Supplied information

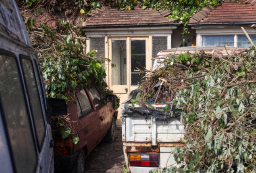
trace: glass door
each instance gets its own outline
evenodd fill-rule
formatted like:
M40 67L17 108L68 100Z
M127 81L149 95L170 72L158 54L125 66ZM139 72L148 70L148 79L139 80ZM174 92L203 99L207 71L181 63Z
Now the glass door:
M108 41L111 60L111 65L109 67L111 70L110 86L116 93L127 93L130 92L127 39L126 38L110 38Z

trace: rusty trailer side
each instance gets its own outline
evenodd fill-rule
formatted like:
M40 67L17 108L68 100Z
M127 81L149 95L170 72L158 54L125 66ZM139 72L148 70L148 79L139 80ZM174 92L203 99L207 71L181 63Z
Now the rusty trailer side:
M176 146L182 146L184 134L184 127L179 116L172 117L166 113L165 114L164 111L161 111L166 106L164 104L154 104L155 111L148 110L144 107L145 105L133 104L132 106L131 104L127 101L121 106L123 148L129 172L148 173L154 169L160 170L177 165L173 150ZM140 155L142 163L151 155L157 156L157 165L154 166L135 166L134 162L141 161L133 161L131 158L135 155L139 158Z

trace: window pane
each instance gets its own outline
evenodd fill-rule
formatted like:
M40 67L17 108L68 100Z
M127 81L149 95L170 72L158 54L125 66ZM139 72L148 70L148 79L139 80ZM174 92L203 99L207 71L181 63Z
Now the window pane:
M256 44L256 35L249 35L253 43ZM238 47L246 48L251 46L251 42L245 35L238 35L237 36L237 47Z
M112 40L112 85L126 85L126 40Z
M234 35L203 36L202 46L234 46Z
M30 105L41 149L45 132L45 126L32 63L32 61L28 59L22 59L22 66L29 94Z
M81 90L76 94L78 101L77 104L77 114L78 117L80 117L83 115L85 115L86 113L91 111L92 109L90 101L84 90Z
M95 107L97 107L103 103L102 96L95 88L89 88L88 91Z
M33 172L37 157L15 59L0 55L0 103L18 173Z
M136 67L141 69L137 62L146 67L146 40L131 41L131 85L138 85L138 82L141 80L142 76L139 73L135 72Z
M167 49L167 37L152 37L152 57L160 51Z
M105 58L105 38L104 37L92 37L90 39L90 51L92 49L98 51L95 56L98 59ZM102 65L105 67L105 64Z

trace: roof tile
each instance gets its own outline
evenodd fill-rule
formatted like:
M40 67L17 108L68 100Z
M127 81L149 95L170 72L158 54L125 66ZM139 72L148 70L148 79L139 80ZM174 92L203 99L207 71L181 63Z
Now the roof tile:
M167 9L159 8L154 10L151 8L143 10L138 6L134 10L120 10L104 7L94 10L90 18L82 25L99 26L108 25L138 24L145 24L178 23L176 20L168 19L171 11Z
M231 0L226 0L222 4L210 9L204 7L189 18L189 23L222 23L256 22L256 0L239 1L239 4Z

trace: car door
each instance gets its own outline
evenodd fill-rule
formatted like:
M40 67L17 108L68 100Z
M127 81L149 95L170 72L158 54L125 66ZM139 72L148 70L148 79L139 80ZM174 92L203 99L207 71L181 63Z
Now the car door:
M108 104L105 105L103 103L103 95L94 86L88 88L88 90L100 120L100 131L98 136L99 141L103 137L110 127L112 114L110 110L107 109Z
M80 134L79 143L84 144L87 143L88 152L90 152L98 142L99 118L85 89L77 92L76 95L77 100L77 115L82 127L81 131L79 132Z

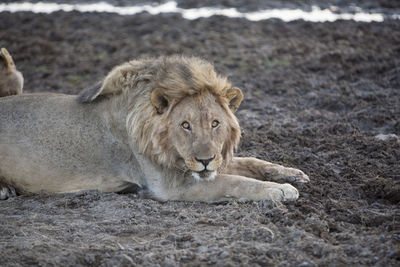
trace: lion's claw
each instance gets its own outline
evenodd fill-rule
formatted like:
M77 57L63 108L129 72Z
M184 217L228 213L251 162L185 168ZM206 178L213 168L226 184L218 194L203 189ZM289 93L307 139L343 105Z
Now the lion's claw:
M0 200L5 200L16 195L17 192L15 191L14 187L0 183Z

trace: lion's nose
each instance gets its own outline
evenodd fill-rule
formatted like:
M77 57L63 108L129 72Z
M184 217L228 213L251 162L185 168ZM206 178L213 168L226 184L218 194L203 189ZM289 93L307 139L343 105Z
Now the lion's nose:
M215 155L214 155L214 157L209 158L209 159L198 159L198 158L195 158L195 159L196 159L198 162L203 163L204 167L207 167L208 163L210 163L211 161L213 161L213 159L215 159Z

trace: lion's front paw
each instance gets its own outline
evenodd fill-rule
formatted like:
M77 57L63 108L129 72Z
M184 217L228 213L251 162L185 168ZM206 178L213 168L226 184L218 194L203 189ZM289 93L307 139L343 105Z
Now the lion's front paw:
M266 189L264 199L272 201L293 201L299 198L299 191L290 184L277 184Z
M0 183L0 200L5 200L9 197L16 196L15 189L4 183Z
M308 183L310 181L308 175L301 170L282 166L274 169L271 169L271 167L266 168L264 171L264 178L288 183Z

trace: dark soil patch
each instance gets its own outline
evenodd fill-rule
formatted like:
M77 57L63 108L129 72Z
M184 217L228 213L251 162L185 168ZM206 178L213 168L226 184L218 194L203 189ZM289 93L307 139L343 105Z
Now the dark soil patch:
M2 13L0 40L26 92L76 94L135 57L204 57L245 93L238 154L311 177L280 206L11 198L0 265L400 264L400 21Z

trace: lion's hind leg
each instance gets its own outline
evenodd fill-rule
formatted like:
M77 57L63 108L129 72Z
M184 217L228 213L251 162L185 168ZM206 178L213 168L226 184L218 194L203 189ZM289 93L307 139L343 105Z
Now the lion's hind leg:
M14 187L0 182L0 200L5 200L10 197L15 197L16 195L17 195L17 192L15 191Z

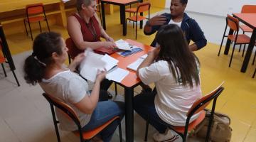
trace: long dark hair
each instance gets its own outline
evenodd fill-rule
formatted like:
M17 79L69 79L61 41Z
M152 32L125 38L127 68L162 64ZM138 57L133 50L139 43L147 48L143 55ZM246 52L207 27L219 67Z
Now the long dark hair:
M193 87L194 80L196 84L199 84L199 71L196 63L199 63L199 61L189 50L182 30L175 24L164 26L156 33L156 40L160 45L156 61L168 62L170 71L177 83L181 82L184 86L189 84Z
M62 54L61 36L54 32L42 33L35 39L33 53L23 66L24 78L27 83L35 85L41 82L46 65L52 63L52 53Z

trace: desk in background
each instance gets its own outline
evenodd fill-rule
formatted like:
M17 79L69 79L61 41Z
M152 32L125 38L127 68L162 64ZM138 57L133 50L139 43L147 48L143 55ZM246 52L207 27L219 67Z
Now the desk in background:
M245 23L245 25L253 29L250 43L246 51L245 59L240 70L242 72L245 72L256 40L256 13L233 13L233 16L237 18L240 22ZM233 31L232 30L230 30L229 34L232 34L233 33ZM230 40L228 39L224 54L228 54L230 43Z
M127 34L127 27L125 25L125 6L132 4L142 2L142 0L101 0L101 8L102 15L102 25L103 28L106 30L106 21L104 4L110 4L113 5L118 5L120 6L120 21L123 27L123 36ZM141 15L143 13L141 13ZM140 28L142 28L143 21L140 22Z
M124 102L125 102L125 136L127 142L134 141L134 109L133 109L133 97L134 88L139 85L142 82L136 75L136 72L127 69L127 66L135 62L139 58L146 54L153 48L144 45L132 40L125 40L132 45L134 45L143 49L143 51L135 54L122 57L115 53L111 56L119 60L118 67L127 70L129 71L129 75L120 82L117 82L124 88Z

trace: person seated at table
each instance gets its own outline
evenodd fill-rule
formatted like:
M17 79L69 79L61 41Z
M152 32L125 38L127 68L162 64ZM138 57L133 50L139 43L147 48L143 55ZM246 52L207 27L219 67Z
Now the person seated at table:
M182 30L175 24L164 26L156 36L157 45L139 66L137 75L145 84L154 83L156 92L134 97L134 108L158 132L156 141L176 138L167 126L185 126L186 114L202 97L199 61L189 50ZM192 116L191 121L198 116Z
M96 0L77 0L78 12L68 18L67 29L69 36L80 52L87 48L93 50L98 48L113 48L116 47L112 38L109 36L101 26L97 17ZM106 41L101 41L100 38ZM105 79L100 88L107 90L112 82ZM112 98L108 93L109 98Z
M207 40L203 35L198 23L191 18L184 12L188 0L171 0L170 11L171 13L156 15L150 18L144 28L145 35L151 35L161 28L163 25L176 24L181 28L188 44L192 40L194 43L190 45L189 49L192 51L198 50L207 44ZM156 46L156 42L154 39L151 44Z
M82 131L90 131L102 125L114 116L124 116L124 103L107 101L107 92L100 90L100 82L105 77L105 72L100 72L92 90L88 90L87 82L73 72L84 58L79 54L69 65L64 67L68 49L59 33L49 32L39 34L33 45L33 53L25 60L23 70L26 82L41 88L50 95L69 104L78 114ZM60 128L65 131L75 131L77 126L58 109L57 116ZM118 126L114 121L100 134L103 141L110 141Z

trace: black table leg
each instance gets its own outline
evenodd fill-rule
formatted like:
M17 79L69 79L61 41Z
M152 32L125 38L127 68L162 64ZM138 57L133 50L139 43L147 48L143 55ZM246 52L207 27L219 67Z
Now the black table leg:
M133 88L124 88L125 136L127 142L134 141Z
M105 6L104 6L104 2L102 1L101 1L101 7L102 7L102 26L103 26L103 29L106 30L106 21L105 21Z
M256 39L256 28L253 30L251 38L250 40L248 48L246 51L245 57L242 62L242 68L240 70L242 72L245 72L246 69L248 66L249 60L252 53L253 47L255 45L255 39Z
M127 34L127 27L125 23L125 6L121 5L120 6L120 18L121 18L121 23L122 23L123 25L123 36L126 36Z
M234 33L234 31L233 31L232 29L230 29L230 31L228 32L228 35L232 35L233 33ZM228 38L227 43L226 43L225 50L224 50L224 54L225 55L228 54L229 48L230 47L230 43L231 43L231 40Z

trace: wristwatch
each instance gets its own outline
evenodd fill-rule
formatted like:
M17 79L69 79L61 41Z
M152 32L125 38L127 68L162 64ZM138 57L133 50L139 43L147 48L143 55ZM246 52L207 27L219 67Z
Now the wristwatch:
M150 23L149 23L149 21L147 21L146 22L146 26L151 26L151 25L150 25Z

Objective
In the stretch from "trace: lion's hind leg" through "M124 102L125 102L125", swap "outline" for "polygon" and give those lines again with everything else unchanged. Omit the pictures from the output.

Written response
trace: lion's hind leg
each instance gets its own polygon
evenodd fill-rule
formatted like:
M77 57L63 108L129 72Z
M184 217L228 213L251 162L185 168ZM206 178L213 168L226 184L218 194L203 189ZM289 93L307 139L343 105Z
Now the lion's hind leg:
M14 187L0 182L0 200L5 200L10 197L15 197L16 195L17 195L17 192L15 191Z

trace: long dark hair
each instance gets its own polygon
evenodd fill-rule
formatted like:
M17 79L69 79L61 41Z
M152 32L125 38L127 68L162 64ZM138 57L133 50L139 43L147 48L143 55ZM246 52L207 27L219 67Z
Now the long dark hair:
M193 87L194 80L196 84L199 84L199 71L196 63L199 63L199 61L189 50L182 30L175 24L164 26L156 33L156 40L160 45L156 61L168 62L170 71L177 83L181 82L184 86L189 84Z
M62 54L61 36L54 32L42 33L35 39L33 53L23 66L24 78L27 83L35 85L41 82L46 65L52 63L52 53Z

trace: desk in background
each instance gets its own polygon
evenodd fill-rule
formatted like:
M17 79L69 79L61 41Z
M152 32L125 38L127 68L162 64ZM138 57L133 50L139 43L147 48L143 55ZM246 52L207 27L219 67Z
Now the desk in background:
M245 23L245 25L253 29L250 43L246 51L245 59L240 70L242 72L245 72L256 40L256 13L233 13L233 16L237 18L240 22ZM233 31L232 30L230 30L229 34L232 34L233 33ZM230 40L228 39L224 54L228 54L230 43Z
M127 34L127 27L125 25L125 6L132 4L142 2L142 0L101 0L101 8L102 15L102 25L103 28L106 30L106 21L104 4L110 4L113 5L118 5L120 6L120 21L123 27L123 36ZM141 15L143 13L141 13ZM140 28L142 28L143 21L140 22Z
M124 102L125 102L125 136L127 142L134 141L134 109L133 109L133 97L134 88L139 85L142 82L136 75L136 72L127 69L127 66L135 62L139 58L146 54L153 48L144 45L132 40L125 40L132 45L134 45L143 49L143 51L135 54L122 57L115 53L111 56L119 60L118 67L127 70L129 71L129 75L120 82L117 82L124 88Z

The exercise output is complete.